## Start DATA PROVIDED

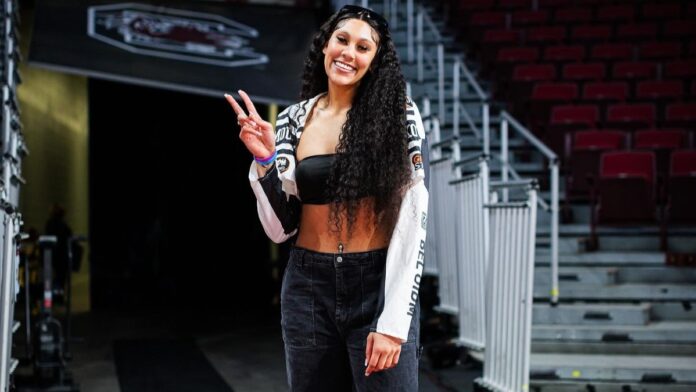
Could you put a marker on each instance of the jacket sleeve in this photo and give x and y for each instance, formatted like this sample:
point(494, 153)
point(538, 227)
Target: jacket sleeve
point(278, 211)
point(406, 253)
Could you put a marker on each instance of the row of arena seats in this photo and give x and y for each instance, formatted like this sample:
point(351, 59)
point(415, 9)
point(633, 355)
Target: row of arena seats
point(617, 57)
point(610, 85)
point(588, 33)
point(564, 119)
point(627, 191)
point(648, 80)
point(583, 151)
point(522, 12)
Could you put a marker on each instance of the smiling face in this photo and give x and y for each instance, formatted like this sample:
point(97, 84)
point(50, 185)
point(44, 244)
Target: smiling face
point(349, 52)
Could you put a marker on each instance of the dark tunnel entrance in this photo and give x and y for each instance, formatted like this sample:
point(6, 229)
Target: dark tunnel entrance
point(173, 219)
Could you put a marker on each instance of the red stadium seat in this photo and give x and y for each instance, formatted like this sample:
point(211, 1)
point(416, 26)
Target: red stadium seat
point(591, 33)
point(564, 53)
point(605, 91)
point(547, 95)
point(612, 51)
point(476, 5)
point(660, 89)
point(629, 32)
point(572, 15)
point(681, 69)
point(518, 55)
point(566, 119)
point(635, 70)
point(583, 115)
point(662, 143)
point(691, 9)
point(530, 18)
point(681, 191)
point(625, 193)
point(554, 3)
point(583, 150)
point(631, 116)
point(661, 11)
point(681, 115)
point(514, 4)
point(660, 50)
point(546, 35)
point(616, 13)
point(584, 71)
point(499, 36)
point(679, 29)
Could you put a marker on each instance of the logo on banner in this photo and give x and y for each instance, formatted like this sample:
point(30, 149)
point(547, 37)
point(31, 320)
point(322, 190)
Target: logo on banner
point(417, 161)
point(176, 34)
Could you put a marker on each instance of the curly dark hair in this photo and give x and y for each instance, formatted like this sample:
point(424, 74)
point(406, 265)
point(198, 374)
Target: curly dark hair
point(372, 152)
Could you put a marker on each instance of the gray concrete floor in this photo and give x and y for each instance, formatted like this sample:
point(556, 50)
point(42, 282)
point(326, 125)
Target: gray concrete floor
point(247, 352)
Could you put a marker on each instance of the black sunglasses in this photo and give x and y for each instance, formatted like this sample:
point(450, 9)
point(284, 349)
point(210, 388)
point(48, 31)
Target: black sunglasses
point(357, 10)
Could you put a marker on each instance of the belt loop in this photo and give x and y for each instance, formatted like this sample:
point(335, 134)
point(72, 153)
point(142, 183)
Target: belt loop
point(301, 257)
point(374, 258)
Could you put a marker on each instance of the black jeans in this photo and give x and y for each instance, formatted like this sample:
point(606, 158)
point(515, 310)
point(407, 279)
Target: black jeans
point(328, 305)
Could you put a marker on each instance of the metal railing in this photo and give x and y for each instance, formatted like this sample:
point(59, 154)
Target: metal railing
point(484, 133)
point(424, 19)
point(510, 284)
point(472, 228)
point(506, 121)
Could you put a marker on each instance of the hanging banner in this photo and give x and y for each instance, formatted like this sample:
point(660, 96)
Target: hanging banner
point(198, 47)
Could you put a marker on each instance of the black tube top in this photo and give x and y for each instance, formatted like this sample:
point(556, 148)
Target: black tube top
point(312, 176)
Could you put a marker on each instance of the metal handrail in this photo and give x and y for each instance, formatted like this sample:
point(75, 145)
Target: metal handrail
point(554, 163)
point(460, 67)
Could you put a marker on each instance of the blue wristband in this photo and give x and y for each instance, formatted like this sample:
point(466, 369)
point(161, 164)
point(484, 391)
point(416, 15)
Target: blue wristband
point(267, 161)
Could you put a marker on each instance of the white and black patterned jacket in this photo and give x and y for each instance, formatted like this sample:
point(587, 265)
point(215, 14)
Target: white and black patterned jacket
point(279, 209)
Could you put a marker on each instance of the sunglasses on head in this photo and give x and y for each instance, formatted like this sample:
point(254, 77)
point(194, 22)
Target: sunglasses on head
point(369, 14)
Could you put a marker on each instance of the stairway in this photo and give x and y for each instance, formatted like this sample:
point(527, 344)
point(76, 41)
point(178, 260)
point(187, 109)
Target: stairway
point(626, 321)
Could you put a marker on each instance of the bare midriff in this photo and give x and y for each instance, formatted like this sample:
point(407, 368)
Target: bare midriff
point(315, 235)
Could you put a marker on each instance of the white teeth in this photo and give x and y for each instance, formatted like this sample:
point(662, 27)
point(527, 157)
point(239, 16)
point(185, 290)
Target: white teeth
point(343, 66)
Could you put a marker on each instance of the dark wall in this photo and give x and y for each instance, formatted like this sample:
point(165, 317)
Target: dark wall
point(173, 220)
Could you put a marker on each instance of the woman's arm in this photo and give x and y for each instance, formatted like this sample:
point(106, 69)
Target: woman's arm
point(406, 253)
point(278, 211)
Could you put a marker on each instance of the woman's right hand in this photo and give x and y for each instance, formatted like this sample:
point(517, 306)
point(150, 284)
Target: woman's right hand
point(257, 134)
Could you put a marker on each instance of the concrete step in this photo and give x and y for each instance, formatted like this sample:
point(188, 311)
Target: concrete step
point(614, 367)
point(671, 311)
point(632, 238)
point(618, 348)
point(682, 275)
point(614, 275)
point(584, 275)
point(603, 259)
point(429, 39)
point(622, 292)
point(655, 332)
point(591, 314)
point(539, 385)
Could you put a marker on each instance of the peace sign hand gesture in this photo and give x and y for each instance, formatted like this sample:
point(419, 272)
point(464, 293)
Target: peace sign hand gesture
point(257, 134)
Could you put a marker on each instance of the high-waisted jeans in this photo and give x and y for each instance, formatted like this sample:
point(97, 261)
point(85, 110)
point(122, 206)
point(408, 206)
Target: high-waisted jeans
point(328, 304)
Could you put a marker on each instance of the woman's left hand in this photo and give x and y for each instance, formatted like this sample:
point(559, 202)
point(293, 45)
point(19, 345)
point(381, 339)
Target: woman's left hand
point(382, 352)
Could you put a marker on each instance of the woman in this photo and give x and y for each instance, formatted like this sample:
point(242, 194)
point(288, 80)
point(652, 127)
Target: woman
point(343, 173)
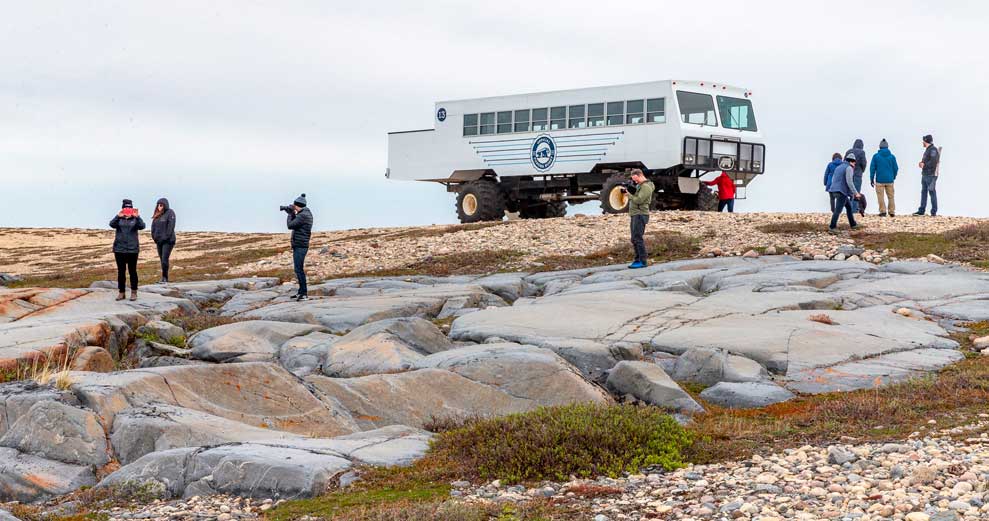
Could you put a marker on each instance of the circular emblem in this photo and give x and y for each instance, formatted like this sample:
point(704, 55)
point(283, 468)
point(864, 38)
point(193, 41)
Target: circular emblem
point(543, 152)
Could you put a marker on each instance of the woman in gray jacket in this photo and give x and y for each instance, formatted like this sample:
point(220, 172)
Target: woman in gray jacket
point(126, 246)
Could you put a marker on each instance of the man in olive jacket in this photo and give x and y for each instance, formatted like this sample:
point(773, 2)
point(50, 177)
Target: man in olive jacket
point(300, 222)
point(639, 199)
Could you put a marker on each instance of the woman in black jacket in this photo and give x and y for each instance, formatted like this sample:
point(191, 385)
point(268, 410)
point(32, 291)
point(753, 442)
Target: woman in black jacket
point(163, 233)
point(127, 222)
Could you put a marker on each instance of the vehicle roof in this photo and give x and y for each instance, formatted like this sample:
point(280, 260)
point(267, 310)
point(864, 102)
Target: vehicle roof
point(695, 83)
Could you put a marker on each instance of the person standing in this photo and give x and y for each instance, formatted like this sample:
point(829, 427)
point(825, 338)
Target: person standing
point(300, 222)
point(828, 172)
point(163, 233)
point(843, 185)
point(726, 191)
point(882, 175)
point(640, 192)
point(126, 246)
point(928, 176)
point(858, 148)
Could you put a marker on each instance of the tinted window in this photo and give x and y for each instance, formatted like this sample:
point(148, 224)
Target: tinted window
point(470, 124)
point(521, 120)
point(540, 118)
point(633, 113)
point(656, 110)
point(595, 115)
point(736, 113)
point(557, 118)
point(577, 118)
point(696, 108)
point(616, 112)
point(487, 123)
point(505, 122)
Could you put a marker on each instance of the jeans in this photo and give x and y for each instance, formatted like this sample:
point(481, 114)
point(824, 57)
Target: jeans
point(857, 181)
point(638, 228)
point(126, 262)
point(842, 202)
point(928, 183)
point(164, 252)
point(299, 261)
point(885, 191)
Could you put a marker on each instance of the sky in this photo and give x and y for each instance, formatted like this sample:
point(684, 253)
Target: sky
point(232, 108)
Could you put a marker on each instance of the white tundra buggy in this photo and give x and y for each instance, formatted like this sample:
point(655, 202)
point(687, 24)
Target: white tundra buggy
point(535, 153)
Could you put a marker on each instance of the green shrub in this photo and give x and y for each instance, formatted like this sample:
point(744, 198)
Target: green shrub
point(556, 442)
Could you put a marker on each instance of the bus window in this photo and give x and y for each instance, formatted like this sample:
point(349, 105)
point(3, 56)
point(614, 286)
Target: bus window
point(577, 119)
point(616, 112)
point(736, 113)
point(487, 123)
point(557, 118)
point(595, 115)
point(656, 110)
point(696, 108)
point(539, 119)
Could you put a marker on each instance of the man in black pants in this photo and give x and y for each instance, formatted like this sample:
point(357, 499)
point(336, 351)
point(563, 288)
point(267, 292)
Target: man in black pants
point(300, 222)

## End DATA PROVIDED

AIM
Rewrite the data from the line with "Could you put a marker on each instance of the circular" up to and including the line with "point(695, 83)", putting "Label" wherever "Target" appears and leaving everything else unchanged.

TASK ANSWER
Could you put a marker on each instance of the circular emblem in this photo and give x and y for each instance, formatted like this sample:
point(704, 55)
point(283, 468)
point(864, 38)
point(193, 41)
Label: circular emblem
point(543, 152)
Could you put a marker on each instance of the woman in gray jacket in this photo and give x and y for each instance, formatted like this sample:
point(220, 172)
Label: woman in gray jacket
point(126, 246)
Could you put a marker on each instance of the man in olive jacket in this photo and give x and y for each instance, formatted like this sample:
point(773, 2)
point(50, 177)
Label: man in olive jacket
point(300, 222)
point(639, 199)
Could you put a marker on each instance of the woman in black jacket in this photo and give x and y for each instance, formatted like this sample:
point(191, 385)
point(268, 410)
point(32, 291)
point(753, 442)
Label: woman in black jacket
point(163, 233)
point(127, 222)
Could you put a marker on each instance of the vehicle roof in this photo and give x and y for each instance, formatted like this sample:
point(280, 260)
point(267, 310)
point(864, 102)
Label: vehicle roof
point(695, 83)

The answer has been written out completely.